DOCUMENT EXTRACT
Tuesday, June 16, 2009

No piece of cake

There are certain things almost all parents expect to go wrong at their kid's first birthday party. Rain can ruin our outdoor plans. The child might be overwhelmed by the many guests. Perhaps the acrobats hired as entertainment will eat all the food. There are so many factors that could hamper the celebration, but one thing you don't expect is there to be a fierce battle between the kid... and the cake.

Jennifer and I expected Kyle to embrace his birthday cake this past Saturday. We thought he might dive head-first into it, getting the chocolate sponge all over his face, and frosting so far up his nostrils that he'd be smelling and sneezing chocolate until Christmas. Instead, he wouldn't have a sniff of it. When cake time came around, Kyle twisted and turned as we tried to put a little piece in his mouth. Even when we thought we had the slightest bit of success, he'd push it out with his tongue. As he fought us, Kyle's face turned red, tears ran down his face, and he wailed as if we were doing something so despicable, only Dick Cheney would approve of it.

It's not that this was a bad cake. Perhaps if I had made it, Kyle would have good reason to protest. The last cake I made was more than twenty years ago, when I was in Cub Scouts. My dad and I cooked one up for a father-son cake-baking auction. When the auction started, I realized I couldn't part with our masterpiece, so I convinced my parents to make the highest bid for it. They did, and after shelling out perhaps hundreds of dollars, we brought our cake home. It's a good thing, too. When we cut into it later that evening, we realized the inside wasn't fully cooked. I think we saved a few lives with our bid that day.

The cake at Kyle's party was, by many accounts, delicious. Since this was a special occasion, we bought the cake at the same place we picked up the dessert for Kyle's baptism, Fortunato Brothers bakery in Williamsburg. It was a chocolate sponge cake, with chocolate frosting and raspberry and banana filling, composed of real fruit instead of pudding. Needless to say, the cake went very quickly. You wouldn't know it, though, looking at Kyle's face as we tried to give him some. He never acts that way whenever we feed him peas.

We are perplexed. Kyle should be a cake lover, since it's in his genes. His mom and dad are crazy sweets addicts, and we can't resist a good cake. We are also huge ice cream fans, and yours truly has been guilty of going through one of those Ben & Jerry's pints in one sitting. It remains to seen whether Kyle will like ice cream. I'm not too optimistic, though, considering his track record. We may just have to serve him peas and green beans at his birthdays from now on. I suppose that wouldn't be so bad. After all, that's more cake and ice cream for me.

1 comment:

JoannaP said...

Awww...Poor Kyle. I'm sure he'll come around eventually. Seriously, who doesn't love cake?

RECORDS SUPPLIED
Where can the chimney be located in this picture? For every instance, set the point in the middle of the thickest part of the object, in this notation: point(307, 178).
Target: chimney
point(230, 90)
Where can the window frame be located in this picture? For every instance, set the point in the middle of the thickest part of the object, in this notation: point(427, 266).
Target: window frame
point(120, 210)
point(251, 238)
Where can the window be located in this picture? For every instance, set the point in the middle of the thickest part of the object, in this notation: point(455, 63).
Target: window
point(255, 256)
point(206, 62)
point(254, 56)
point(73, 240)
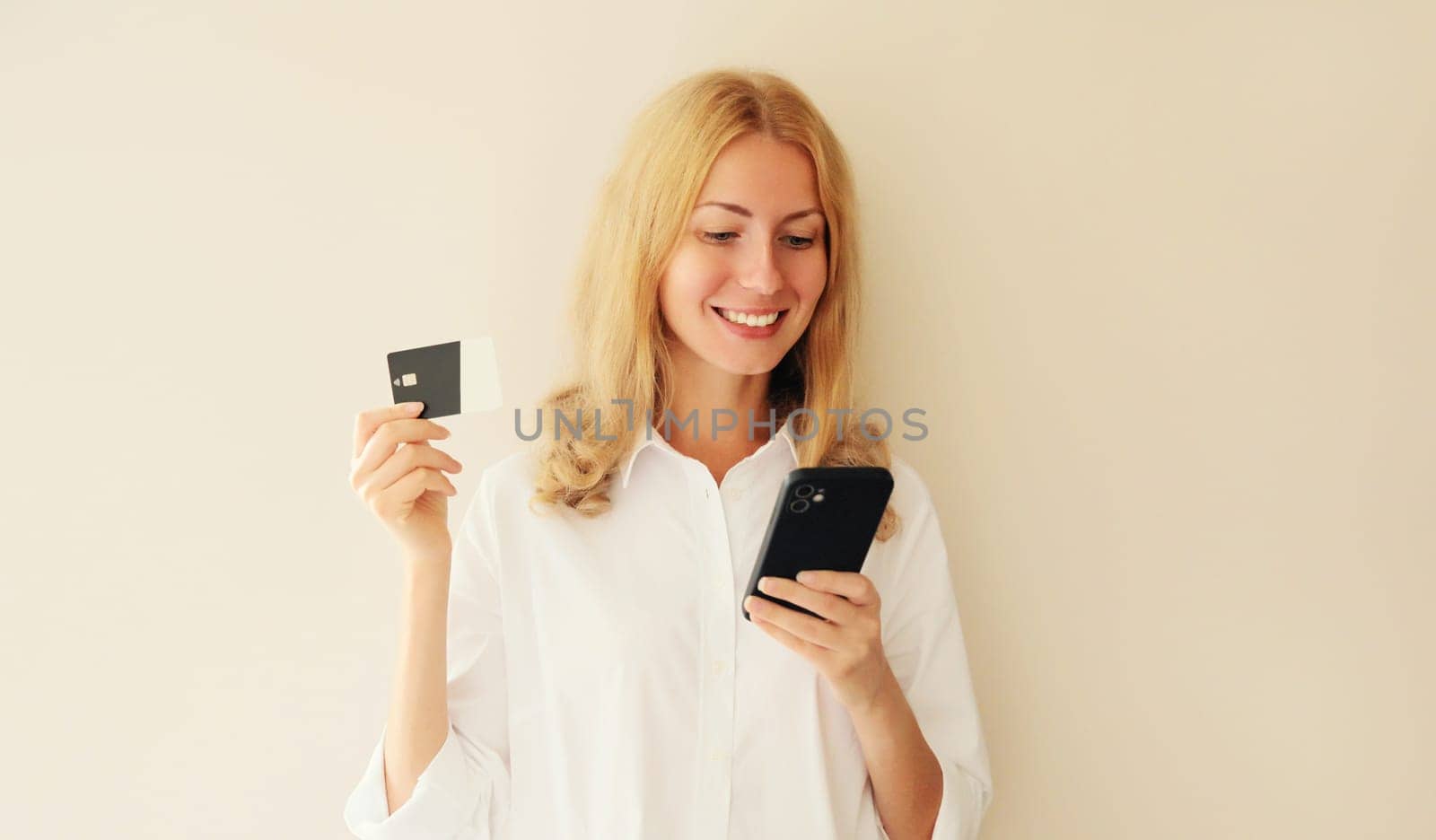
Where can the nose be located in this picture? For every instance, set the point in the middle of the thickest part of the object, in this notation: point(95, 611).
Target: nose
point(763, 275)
--
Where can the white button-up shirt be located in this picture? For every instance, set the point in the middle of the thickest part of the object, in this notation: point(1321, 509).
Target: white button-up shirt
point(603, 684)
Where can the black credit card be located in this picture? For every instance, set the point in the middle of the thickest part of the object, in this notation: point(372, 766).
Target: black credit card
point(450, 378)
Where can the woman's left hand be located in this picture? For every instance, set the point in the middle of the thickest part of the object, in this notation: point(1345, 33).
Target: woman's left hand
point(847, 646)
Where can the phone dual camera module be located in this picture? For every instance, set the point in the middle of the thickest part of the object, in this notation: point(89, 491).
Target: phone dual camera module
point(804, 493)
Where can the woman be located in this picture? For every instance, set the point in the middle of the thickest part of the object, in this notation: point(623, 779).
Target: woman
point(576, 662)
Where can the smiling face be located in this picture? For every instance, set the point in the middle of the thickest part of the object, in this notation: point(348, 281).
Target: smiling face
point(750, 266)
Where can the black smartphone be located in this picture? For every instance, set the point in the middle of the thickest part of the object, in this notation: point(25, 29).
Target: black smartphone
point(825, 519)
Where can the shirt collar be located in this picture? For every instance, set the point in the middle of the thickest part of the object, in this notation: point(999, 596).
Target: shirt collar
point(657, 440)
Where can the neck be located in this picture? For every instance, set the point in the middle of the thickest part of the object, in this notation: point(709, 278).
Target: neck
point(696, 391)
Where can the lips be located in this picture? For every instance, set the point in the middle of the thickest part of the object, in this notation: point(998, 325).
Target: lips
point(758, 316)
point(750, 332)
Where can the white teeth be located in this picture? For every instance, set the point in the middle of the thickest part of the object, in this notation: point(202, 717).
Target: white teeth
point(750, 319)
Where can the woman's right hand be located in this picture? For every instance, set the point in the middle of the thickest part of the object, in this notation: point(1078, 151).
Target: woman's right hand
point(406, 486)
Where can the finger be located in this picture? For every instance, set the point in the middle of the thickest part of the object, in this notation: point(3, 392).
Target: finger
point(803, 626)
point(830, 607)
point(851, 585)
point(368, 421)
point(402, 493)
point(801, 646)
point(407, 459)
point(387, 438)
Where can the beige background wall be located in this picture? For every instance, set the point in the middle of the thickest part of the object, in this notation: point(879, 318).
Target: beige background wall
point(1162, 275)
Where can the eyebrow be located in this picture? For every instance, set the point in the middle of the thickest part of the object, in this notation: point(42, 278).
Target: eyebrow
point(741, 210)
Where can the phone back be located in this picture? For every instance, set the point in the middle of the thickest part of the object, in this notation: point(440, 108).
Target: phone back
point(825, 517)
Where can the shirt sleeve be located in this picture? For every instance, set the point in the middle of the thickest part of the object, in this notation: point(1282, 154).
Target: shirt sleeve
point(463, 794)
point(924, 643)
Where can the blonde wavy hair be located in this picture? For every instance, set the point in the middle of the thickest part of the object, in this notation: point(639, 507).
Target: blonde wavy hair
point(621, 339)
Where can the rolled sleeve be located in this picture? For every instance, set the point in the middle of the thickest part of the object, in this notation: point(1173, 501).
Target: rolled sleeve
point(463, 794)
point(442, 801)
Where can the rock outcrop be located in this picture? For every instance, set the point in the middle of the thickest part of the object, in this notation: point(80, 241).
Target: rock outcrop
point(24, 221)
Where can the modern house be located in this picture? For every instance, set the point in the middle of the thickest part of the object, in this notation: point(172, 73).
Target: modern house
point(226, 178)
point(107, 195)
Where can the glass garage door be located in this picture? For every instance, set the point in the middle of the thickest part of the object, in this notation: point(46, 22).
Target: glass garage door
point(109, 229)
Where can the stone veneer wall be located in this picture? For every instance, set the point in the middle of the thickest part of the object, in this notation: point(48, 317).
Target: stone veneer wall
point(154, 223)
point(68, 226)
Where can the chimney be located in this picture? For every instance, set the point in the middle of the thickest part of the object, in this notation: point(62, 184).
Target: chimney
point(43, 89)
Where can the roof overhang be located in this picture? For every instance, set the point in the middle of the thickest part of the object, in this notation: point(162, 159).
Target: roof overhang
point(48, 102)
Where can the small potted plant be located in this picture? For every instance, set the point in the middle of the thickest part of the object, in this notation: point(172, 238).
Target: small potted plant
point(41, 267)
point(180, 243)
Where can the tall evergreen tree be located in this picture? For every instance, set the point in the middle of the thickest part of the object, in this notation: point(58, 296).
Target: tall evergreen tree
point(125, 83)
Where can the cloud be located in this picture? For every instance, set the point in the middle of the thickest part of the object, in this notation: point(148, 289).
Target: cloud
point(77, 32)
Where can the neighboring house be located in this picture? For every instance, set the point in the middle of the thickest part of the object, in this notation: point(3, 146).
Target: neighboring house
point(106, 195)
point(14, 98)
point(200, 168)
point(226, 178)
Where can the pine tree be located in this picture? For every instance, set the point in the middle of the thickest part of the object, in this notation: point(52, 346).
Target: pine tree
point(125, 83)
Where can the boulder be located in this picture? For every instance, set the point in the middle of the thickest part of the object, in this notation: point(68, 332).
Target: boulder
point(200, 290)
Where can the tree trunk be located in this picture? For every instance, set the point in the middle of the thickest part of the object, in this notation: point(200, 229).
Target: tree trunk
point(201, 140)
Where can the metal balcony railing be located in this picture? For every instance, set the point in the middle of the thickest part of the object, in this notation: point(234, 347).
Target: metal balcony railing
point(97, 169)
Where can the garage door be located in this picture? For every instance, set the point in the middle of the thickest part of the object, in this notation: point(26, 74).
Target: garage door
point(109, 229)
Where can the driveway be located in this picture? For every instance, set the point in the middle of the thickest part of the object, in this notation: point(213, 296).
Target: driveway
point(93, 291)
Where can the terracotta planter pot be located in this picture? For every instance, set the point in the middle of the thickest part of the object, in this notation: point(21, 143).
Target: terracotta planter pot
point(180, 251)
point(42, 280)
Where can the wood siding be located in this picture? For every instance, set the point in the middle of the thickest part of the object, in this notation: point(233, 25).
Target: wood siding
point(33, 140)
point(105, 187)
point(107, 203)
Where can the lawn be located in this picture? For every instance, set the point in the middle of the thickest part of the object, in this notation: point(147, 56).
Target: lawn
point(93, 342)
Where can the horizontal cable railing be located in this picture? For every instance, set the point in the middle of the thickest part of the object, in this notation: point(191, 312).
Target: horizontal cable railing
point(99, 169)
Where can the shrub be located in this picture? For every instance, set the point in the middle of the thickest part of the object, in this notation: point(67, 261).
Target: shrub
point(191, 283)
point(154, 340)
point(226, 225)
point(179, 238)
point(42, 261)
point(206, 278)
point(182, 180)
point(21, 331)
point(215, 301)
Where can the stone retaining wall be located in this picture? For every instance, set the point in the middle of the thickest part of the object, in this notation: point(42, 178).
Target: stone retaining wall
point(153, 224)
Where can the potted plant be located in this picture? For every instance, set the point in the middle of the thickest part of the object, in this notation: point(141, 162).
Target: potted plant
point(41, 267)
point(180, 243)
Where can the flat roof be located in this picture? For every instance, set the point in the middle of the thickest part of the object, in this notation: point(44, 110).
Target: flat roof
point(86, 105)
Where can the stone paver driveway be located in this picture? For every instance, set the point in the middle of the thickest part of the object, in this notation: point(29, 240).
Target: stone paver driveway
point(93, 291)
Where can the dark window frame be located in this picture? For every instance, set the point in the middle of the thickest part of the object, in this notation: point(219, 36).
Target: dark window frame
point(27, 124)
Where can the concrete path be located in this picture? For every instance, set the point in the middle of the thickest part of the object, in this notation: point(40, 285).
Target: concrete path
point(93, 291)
...
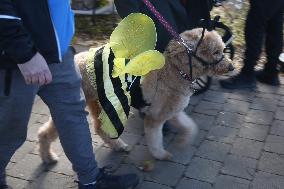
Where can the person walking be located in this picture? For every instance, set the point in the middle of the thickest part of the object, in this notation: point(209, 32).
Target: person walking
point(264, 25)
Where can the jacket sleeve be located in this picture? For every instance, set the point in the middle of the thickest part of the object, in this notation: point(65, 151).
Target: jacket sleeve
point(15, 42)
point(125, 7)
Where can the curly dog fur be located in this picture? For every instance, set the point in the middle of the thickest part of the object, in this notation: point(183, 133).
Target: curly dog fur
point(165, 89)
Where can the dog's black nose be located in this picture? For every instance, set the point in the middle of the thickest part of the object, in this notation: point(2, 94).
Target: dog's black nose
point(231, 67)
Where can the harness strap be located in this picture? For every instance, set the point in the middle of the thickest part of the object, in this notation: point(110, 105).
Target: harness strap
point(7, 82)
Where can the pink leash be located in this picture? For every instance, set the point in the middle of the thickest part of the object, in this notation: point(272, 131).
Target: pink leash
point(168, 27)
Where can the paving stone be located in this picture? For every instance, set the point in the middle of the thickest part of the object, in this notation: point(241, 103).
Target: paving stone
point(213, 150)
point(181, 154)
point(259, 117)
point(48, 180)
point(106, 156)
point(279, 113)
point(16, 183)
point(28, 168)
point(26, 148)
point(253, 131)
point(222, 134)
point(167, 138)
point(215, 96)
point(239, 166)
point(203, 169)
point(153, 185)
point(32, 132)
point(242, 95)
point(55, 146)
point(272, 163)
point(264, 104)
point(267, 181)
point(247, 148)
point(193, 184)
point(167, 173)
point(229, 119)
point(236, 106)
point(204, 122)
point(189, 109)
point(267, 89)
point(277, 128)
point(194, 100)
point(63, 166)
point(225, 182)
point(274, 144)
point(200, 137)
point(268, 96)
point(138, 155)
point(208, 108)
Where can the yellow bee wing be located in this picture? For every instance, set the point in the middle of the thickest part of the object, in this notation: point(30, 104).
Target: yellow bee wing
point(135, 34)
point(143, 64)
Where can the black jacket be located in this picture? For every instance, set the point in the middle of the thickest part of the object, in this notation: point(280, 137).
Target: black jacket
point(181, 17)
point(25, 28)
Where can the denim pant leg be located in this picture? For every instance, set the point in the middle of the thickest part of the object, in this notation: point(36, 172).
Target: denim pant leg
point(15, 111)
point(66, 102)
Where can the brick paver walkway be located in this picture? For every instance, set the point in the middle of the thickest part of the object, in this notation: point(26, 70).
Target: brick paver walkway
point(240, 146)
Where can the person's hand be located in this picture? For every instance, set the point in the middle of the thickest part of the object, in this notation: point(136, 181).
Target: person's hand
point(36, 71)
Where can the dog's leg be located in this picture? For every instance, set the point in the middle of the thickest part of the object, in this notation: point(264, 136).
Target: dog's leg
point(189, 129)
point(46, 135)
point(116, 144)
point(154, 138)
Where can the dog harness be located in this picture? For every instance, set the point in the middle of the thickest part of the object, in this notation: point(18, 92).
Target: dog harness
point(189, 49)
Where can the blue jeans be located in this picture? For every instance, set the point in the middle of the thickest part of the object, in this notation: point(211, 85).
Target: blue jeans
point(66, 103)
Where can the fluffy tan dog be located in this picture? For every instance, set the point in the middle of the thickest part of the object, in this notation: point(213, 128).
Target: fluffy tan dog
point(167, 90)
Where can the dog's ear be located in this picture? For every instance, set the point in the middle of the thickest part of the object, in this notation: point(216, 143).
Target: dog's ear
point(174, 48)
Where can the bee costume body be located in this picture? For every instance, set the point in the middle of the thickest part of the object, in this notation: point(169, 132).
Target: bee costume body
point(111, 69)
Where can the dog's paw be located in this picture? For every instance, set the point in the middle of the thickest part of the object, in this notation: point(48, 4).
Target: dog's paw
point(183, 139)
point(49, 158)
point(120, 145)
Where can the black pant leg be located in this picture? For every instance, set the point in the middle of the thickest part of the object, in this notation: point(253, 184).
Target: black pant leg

EXERCISE AIM
Update the blog post about Kyle's first birthday cake. Begin at the words "The cake at Kyle's" and stop after "feed him peas.", replacing "delicious" with "tasty".

WRITTEN RESPONSE
The cake at Kyle's party was, by many accounts, tasty. Since this was a special occasion, we bought the cake at the same place we picked up the dessert for Kyle's baptism, Fortunato Brothers bakery in Williamsburg. It was a chocolate sponge cake, with chocolate frosting and raspberry and banana filling, composed of real fruit instead of pudding. Needless to say, the cake went very quickly. You wouldn't know it, though, looking at Kyle's face as we tried to give him some. He never acts that way whenever we feed him peas.